EXERCISE TEXT
════

Melton said electricity, phone, cable and plumbing and refrigerator lines, as well as heating and air, are connected to each unit. "They can put a kitchen, bathroom and lighting wherever they want," he said.

Melton said when refurbishing an older building, the cost of each unit is often difficult to determine because contractors don’t know what they’re going to find until they start work.

"The building was pieced together. You can tell from the different colors of the bricks, it has been pieced together," he said. "One thing we were concerned with was making sure it was structurally sound."

Melton said the top floor is a 2,400 square foot penthouse with elevator access or access by way of the common area stairwell. The penthouse also has a 2,000 square foot deck with a screened-in porch. The other condos range from 850 square feet to 1,200 square feet, 1,600 square feet and 1,800 square feet in space, he said.

Standing on the penthouse deck, Melton talked about construction. "We had to raise this floor. There will be black iron
railing, and there will be a gazebo for the hot tub," he said. "It’s got killer views of the city, the library and the Cumberland Mountains."

════

(Natural-language object grounding records)
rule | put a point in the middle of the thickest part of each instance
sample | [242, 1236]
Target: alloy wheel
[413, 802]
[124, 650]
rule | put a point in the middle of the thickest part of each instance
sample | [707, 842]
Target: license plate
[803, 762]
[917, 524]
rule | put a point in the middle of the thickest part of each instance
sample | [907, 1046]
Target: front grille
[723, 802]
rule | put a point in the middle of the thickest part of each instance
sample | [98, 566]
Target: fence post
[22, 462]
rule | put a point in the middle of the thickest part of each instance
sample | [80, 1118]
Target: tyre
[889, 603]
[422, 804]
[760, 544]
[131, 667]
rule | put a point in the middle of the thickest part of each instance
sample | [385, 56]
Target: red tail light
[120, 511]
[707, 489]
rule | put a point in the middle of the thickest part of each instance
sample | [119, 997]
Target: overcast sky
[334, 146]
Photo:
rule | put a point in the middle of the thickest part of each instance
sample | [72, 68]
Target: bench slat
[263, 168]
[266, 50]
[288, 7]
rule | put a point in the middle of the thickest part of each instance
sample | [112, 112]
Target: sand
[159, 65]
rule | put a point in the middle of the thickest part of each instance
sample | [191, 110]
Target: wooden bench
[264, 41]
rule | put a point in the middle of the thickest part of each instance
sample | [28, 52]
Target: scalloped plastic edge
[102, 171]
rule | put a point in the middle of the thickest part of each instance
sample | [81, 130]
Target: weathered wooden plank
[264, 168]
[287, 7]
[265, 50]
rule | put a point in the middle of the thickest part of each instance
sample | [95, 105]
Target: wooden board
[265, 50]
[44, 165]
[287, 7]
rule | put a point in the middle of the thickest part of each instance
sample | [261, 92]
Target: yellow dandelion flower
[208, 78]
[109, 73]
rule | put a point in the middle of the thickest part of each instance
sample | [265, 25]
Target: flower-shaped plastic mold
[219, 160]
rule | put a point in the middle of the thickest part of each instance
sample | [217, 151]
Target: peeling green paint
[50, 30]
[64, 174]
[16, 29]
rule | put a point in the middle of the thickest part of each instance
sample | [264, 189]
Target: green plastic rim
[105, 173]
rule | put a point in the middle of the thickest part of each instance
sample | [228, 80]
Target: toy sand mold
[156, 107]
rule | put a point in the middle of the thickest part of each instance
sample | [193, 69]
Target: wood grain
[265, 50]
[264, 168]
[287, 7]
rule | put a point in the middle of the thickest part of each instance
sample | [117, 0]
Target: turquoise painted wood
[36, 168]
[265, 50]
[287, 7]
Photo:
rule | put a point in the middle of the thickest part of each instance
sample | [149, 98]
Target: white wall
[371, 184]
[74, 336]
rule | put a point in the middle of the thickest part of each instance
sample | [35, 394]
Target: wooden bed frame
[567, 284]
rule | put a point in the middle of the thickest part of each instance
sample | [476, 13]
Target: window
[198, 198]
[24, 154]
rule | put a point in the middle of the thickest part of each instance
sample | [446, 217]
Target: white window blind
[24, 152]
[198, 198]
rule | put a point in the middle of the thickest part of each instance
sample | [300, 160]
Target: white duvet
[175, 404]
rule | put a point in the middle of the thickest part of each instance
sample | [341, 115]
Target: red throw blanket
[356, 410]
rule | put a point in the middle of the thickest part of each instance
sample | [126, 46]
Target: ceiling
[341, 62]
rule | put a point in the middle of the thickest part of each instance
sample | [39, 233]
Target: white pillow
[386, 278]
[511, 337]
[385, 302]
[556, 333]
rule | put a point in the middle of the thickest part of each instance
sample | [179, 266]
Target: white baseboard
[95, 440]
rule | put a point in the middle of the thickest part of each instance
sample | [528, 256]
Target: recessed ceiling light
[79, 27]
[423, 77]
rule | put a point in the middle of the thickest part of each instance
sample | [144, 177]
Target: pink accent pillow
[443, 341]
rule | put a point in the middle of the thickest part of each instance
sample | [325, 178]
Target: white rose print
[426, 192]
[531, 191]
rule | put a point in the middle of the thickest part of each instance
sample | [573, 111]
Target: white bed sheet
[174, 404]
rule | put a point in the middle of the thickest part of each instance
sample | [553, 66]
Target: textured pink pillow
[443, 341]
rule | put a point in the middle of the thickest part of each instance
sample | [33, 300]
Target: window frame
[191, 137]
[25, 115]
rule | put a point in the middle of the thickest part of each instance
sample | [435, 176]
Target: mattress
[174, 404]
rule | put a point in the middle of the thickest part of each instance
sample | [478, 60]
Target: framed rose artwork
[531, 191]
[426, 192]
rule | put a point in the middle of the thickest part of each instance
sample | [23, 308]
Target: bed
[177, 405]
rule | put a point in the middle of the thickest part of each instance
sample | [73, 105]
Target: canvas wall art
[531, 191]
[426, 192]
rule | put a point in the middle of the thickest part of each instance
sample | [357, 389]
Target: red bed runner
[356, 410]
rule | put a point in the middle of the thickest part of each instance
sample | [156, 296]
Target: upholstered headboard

════

QUESTIONS TO ANSWER
[A] Do these statements agree with the condo renovation text? For each, answer yes or no and quote the words that decide it: (i) The penthouse deck measures 2,000 square feet. (ii) The smallest of the other condos is 1,200 square feet. (iii) The penthouse can be reached only by elevator.
[B] Rewrite the paragraph of the condo renovation text that begins "Melton said the top floor is" as a short bulleted list that keeps its main facts.
[C] Carry on the condo renovation text from the point where it stops.

ANSWERS FOR THE TASKS
[A]
(i) Yes: "The penthouse also has a 2,000 square foot deck with a screened-in porch."
(ii) No: "The other condos range from 850 square feet to 1,200 square feet, 1,600 square feet and 1,800 square feet in space."
(iii) No: "with elevator access or access by way of the common area stairwell."

[B]
- The top floor is a 2,400-square-foot penthouse.
- It can be reached by elevator or by the common area stairwell.
- It has a 2,000-square-foot deck with a screened-in porch.
- The other condos measure 850, 1,200, 1,600 and 1,800 square feet.

[C]
Melton said Weston bought the building two years ago for $350,000 from Joe and Sandra Davis. Weston was working with an architect while Harper Street Lofts next door were being developed. "I came in with Tom about six to eight months ago. We already had floor plans designed," he said. "We took bids on construction, and Hickory Construction has done an excellent job. They’re good to work with."

Melton said the Davis building has a lot of character. In addition to being home to Davis Printing, the building also housed Primo’s Gym. "We feel it has a little more character than our first building," he said of Harper Street Lofts, which was formerly a parking garage. "We created the character (at Harper Street)."

The Davis Lofts has what the Harper Street Lofts didn’t originally have, Melton said. "This has high ceilings and original brick walls."

Situated on Cusick Avenue between McCammon Avenue and Harper Avenue, Melton said the building is convenient to
downtown.

Melton said the city has been helpful in assisting with utility changes including running water to the building from the street for a new water tap for the building’s sprinkler system. The assistance was part of incentives the city offered anybody developing downtown. Recommendations from the Hunter Growth study included a need for residential development in the downtown area.

Melton said upgrades to city infrastructure have also made downtown living more appealing. "They’ve spent a fortune in walks ways, the bridge (to the library), street lights and in streetscaping," he said. "Streetscaping has promoted a lot of interest in downtown."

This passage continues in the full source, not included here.